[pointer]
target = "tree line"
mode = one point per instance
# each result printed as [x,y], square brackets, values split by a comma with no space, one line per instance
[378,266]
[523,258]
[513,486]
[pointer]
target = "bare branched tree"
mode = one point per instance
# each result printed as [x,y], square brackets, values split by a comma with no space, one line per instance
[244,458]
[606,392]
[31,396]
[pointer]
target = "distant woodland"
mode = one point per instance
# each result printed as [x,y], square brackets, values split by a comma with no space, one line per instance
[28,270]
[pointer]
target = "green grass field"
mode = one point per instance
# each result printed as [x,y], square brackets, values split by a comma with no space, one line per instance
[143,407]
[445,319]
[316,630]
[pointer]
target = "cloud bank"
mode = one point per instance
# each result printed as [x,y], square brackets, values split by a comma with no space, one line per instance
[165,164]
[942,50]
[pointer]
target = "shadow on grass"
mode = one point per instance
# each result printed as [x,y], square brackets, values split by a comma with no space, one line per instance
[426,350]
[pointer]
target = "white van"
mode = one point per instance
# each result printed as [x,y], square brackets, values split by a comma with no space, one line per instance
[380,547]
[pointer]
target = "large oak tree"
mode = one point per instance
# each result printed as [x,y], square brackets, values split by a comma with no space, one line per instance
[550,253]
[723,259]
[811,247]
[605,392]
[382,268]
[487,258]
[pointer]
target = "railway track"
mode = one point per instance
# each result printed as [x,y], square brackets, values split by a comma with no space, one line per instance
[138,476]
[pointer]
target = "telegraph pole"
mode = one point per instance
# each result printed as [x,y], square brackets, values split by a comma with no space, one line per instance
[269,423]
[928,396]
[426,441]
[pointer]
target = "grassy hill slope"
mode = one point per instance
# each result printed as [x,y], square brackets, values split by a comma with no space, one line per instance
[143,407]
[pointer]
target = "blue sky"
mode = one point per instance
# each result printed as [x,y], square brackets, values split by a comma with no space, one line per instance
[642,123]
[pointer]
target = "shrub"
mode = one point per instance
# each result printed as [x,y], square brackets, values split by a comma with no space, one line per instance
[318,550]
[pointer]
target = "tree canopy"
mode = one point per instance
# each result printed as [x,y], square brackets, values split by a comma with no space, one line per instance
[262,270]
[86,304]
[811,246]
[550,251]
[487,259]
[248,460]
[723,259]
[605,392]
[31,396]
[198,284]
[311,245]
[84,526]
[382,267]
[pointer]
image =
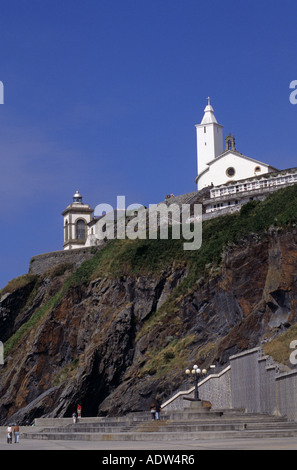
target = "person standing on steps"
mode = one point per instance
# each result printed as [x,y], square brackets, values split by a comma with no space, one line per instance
[9,434]
[158,410]
[16,432]
[78,412]
[153,411]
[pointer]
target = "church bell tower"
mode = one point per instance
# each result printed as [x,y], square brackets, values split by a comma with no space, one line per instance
[76,217]
[209,139]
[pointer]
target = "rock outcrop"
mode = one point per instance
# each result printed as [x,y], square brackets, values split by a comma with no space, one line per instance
[113,342]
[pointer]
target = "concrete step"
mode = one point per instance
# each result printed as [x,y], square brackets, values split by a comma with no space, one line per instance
[145,436]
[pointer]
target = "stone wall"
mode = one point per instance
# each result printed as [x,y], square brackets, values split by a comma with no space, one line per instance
[253,382]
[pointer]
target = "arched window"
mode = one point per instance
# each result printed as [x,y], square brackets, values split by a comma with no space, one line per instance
[66,231]
[80,230]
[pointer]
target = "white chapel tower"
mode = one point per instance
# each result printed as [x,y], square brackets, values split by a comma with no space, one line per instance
[218,165]
[209,139]
[76,218]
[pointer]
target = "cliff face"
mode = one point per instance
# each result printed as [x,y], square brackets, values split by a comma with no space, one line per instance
[115,342]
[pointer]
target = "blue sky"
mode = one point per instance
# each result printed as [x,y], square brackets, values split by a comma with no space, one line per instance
[103,96]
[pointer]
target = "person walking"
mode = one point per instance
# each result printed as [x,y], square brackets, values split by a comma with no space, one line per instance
[158,411]
[9,434]
[79,411]
[16,432]
[153,411]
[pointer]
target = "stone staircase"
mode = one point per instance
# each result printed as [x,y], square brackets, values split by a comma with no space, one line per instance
[193,423]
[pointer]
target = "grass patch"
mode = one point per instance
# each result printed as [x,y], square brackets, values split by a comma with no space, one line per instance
[18,283]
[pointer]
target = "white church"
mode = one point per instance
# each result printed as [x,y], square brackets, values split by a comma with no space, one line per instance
[226,179]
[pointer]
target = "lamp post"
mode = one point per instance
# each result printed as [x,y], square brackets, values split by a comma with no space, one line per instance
[195,373]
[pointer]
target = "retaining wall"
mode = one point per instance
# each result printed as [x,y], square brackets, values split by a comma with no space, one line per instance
[252,381]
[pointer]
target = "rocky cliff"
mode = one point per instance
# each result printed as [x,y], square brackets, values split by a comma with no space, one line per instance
[121,329]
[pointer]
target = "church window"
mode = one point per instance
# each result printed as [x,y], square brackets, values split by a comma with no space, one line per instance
[80,230]
[230,172]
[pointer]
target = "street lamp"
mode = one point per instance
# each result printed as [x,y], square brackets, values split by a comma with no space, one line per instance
[195,373]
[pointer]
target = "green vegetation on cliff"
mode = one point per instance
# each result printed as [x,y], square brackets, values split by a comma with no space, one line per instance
[135,257]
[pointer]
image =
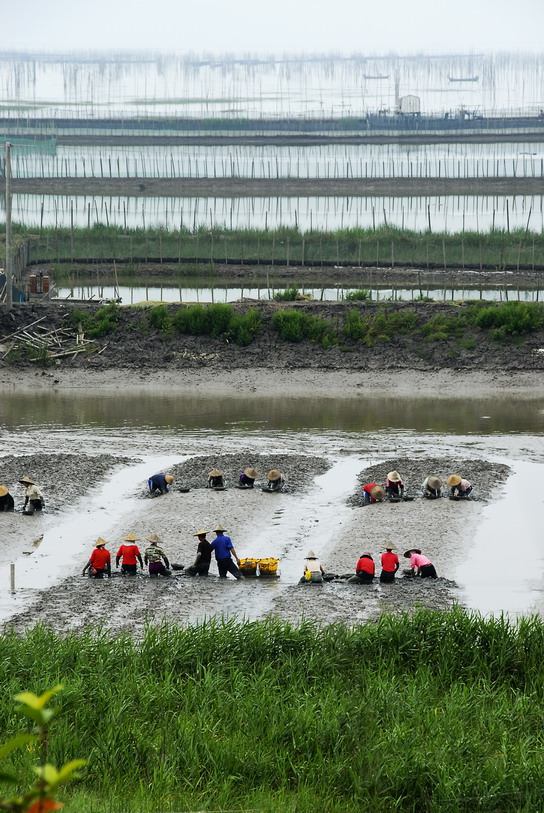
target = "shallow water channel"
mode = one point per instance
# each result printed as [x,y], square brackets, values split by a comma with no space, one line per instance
[499,566]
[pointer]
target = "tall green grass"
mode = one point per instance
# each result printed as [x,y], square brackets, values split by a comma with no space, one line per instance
[383,246]
[434,712]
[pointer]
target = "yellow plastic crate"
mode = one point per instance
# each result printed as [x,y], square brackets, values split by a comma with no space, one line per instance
[268,567]
[248,566]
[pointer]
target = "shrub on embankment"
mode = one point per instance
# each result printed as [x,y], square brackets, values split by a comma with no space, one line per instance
[438,711]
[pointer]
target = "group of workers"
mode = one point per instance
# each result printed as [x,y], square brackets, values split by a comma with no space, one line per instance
[34,499]
[365,569]
[460,488]
[158,483]
[129,556]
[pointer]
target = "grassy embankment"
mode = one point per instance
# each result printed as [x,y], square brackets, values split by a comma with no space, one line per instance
[384,246]
[433,712]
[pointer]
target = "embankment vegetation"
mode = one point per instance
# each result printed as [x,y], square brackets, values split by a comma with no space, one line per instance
[437,711]
[384,246]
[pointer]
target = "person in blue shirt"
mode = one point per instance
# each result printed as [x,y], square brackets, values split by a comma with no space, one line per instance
[158,484]
[224,550]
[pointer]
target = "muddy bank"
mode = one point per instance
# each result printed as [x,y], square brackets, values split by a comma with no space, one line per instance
[297,187]
[298,471]
[135,343]
[486,477]
[64,479]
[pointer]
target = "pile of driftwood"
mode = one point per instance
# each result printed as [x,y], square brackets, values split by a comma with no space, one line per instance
[37,342]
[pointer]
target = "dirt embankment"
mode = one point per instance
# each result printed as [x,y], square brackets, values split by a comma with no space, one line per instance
[135,343]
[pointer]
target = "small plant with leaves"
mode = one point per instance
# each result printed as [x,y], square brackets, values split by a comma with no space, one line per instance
[39,798]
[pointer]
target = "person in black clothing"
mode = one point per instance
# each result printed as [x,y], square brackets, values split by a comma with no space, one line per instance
[6,500]
[203,556]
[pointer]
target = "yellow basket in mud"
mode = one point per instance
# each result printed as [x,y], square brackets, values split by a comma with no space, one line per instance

::::

**GIVEN PROBLEM**.
Take the listing and print it again exactly, but without any pictures.

**WRITTEN REPLY**.
[pointer]
target = "tree line"
mode = one point per instance
# each result printed as [x,y], square brackets, values split by a comma with no space, one line per instance
[378,266]
[523,258]
[513,486]
[pointer]
target = "bare branched tree"
mode = one point per instance
# each result printed as [x,y], square brackets, values split by a comma with no space, one line per instance
[244,458]
[606,392]
[31,396]
[pointer]
target = "distant woodland"
mode = one point per instance
# each result printed as [x,y], square brackets, values split by a comma with no space, one line per instance
[28,270]
[pointer]
target = "green grass field"
mode = one point per instance
# each result printed as [x,y], square brackets, values split by a comma with no space, one line per instance
[143,407]
[445,319]
[316,630]
[pointer]
target = "cloud bank"
mode = one point per instance
# each result printed as [x,y], square brackets, values split by a comma with no space, one line per instance
[165,164]
[942,50]
[pointer]
target = "shadow on grass"
mode = one point per instance
# each result printed as [x,y], square brackets, values split by a comma with no space, one line per instance
[426,350]
[pointer]
target = "white van"
mode = one point per instance
# each result printed as [x,y], square brackets, values split by a comma with no space, one line per instance
[380,547]
[pointer]
target = "large oak tree"
mode = one point per instance
# each result printed as [x,y], square brackets, values split by a comma with no space, one line per instance
[550,253]
[723,259]
[811,247]
[605,392]
[382,268]
[487,258]
[pointer]
target = "railway track"
mode = one point per instance
# each result printed as [x,y], square brackets, values split by a comma with no space, one line per instance
[138,476]
[pointer]
target = "telegraph pole"
mode = one point per instance
# each result printed as [x,y], square brackets, values split by a comma with no space, one line per instance
[269,423]
[928,396]
[426,441]
[pointer]
target = "grassy hill slope"
mode = one point per instance
# each result printed as [x,y], square brackets, values split by a comma with no space, one line per instance
[143,407]
[pointer]
target = "blue sky"
mode = one point per instance
# each result printed as [x,y], square brackets, values split by a comma with no space, one line per instance
[642,123]
[pointer]
target = "shrub"
mode = one point per instance
# each result printed as [x,y], square brackets, values split by a comma with no space, one line per instance
[318,550]
[pointer]
target = "tree canopy"
mode = one point per instance
# each result printed as [x,y], square brackets, values split by a comma with no space, one line per instance
[262,270]
[86,304]
[811,246]
[550,251]
[487,259]
[248,460]
[723,259]
[605,392]
[31,396]
[198,284]
[311,245]
[84,526]
[382,267]
[pointer]
image =
target = "person standing on steps"
mode = one point per instance
# each result printed as [x,y], square brackets, values split by a comma with no space, one line per instance
[9,434]
[158,410]
[16,432]
[78,412]
[153,411]
[pointer]
target = "church bell tower"
mode = one point per instance
# each result printed as [x,y], square brackets, values split by a comma with no space, one line per instance
[76,217]
[209,139]
[pointer]
target = "rock outcrop"
mode = one point per instance
# each result printed as [x,y], square brackets, values split by a comma with no space, one line per instance
[113,342]
[pointer]
target = "concrete step"
mode = one point per instance
# each result printed as [x,y], square brackets, values split by a comma with no space, one line per instance
[145,436]
[pointer]
target = "stone wall"
mode = one point per instance
# each result printed as [x,y], square brackets, values split by a comma with no space, one line per instance
[253,382]
[pointer]
target = "arched window"
mode = one point per instance
# each result printed as [x,y], square brackets, values split by a comma with no space, one line per instance
[66,231]
[80,230]
[pointer]
target = "white chapel tower"
mode = one point per instance
# each result printed as [x,y], square brackets, values split by a comma with no space, one line per instance
[218,165]
[209,139]
[76,218]
[pointer]
target = "cliff face"
mode = one point per instance
# each result printed as [x,y], square brackets, values split by a comma with no space, one line per instance
[115,342]
[pointer]
target = "blue sky"
mode = one point per instance
# each result printed as [x,y], square brackets, values split by a comma with no space, one line per instance
[103,96]
[pointer]
target = "person walking"
mode = one point per instance
# each result printed as [x,y], square brackets, values split by a comma with no space, one line per instance
[158,411]
[9,434]
[79,411]
[16,432]
[153,411]
[pointer]
target = "stone staircase"
mode = one point per instance
# each result printed as [x,y], square brackets, values split by a comma with no space, one line per instance
[193,423]
[pointer]
target = "grass patch"
mode = one point per instance
# each result printed as [x,y], square brackets, values split by a comma with no space, one line per instance
[18,283]
[pointer]
target = "white church"
mode = one point per instance
# each result printed as [x,y], square brackets, values split by a comma with no space, one line per instance
[226,179]
[pointer]
target = "lamp post"
mode = one point per instance
# each result printed as [x,y], square brackets, values split by a comma with no space, one line per instance
[195,373]
[pointer]
target = "retaining wall"
mode = one point per instance
# each result printed as [x,y], square brackets, values split by a comma with no space, one line per instance
[252,381]
[pointer]
target = "rocky cliff"
mode = one point per instance
# each result printed as [x,y], square brackets, values split by a comma with no space, one line per instance
[121,329]
[pointer]
target = "church window"
mode = one point per instance
# each result printed as [x,y], square brackets, values split by a comma with no space, one line per instance
[80,230]
[230,172]
[pointer]
target = "street lamp"
mode = one point per instance
# each result printed as [x,y], square brackets, values split by a comma with no space, one line per instance
[195,373]
[pointer]
target = "green vegetation on cliff"
mode = one point per instance
# each result printed as [x,y], square brackets, values split by a comma with no space, one line per instance
[135,257]
[pointer]
image =
target = "shallow water channel"
mode = one point per instance
# each result printed as [x,y], square brackets, values split by a comma with no space, one line per instance
[499,566]
[pointer]
target = "tall green grass"
mode = one point per instance
# each result printed as [x,y], square brackets, values split by a comma with no space, one line per instance
[383,246]
[434,712]
[pointer]
target = "yellow plastic crate"
mode = one point per instance
# each result printed as [x,y], square brackets, values split by a comma with no space, one line per instance
[268,567]
[248,566]
[pointer]
target = "shrub on embankment"
mode = one point per instance
# each result printed as [x,y], square brackets, values split by a comma with no space, one line per instance
[438,711]
[pointer]
target = "group of workers"
mode = one point per instance
# each result printed as [x,y], square brackets, values split by a comma with no space, one line per instance
[34,499]
[365,569]
[460,488]
[158,483]
[129,556]
[pointer]
target = "grassy embankment"
mode = one point per instance
# each result printed as [x,y], square brackets, values split by a comma with no space, one line per instance
[384,246]
[433,712]
[pointer]
target = "embankment vegetation"
mode = one point per instance
# each result printed as [x,y], square brackets, values split by a comma with no space, one line per instance
[437,711]
[384,246]
[pointer]
target = "person in blue shirt"
mode = one point per instance
# each result printed as [x,y], square brackets, values split by a comma with no space, one line per instance
[158,484]
[224,550]
[pointer]
target = "muddy bank"
mode = one point per instance
# each result printed as [x,y], square brackets, values split by a comma with no space, one line per instance
[297,187]
[298,471]
[135,343]
[486,477]
[64,479]
[pointer]
target = "pile of driftwood"
mode = one point per instance
# each result printed as [x,y], square brackets, values split by a comma with no space, one line per instance
[37,342]
[pointer]
target = "dirt embankment"
mode = one point per instance
# each result printed as [x,y], square brackets, values split by a comma with no space, one line per instance
[135,343]
[pointer]
target = "small plant with leaves"
mode = one point per instance
# each result printed as [x,y], square brackets, values split by a comma with no space, one line per instance
[39,798]
[pointer]
target = "person in black clothing"
mode = one point per instance
# each result printed as [x,y], square brackets, values split by a comma with no space, one line per instance
[6,500]
[203,556]
[pointer]
target = "yellow basket in mud"
mode = one point per instance
# each result printed as [x,y], square brackets, values split by a comma with no space, one line per instance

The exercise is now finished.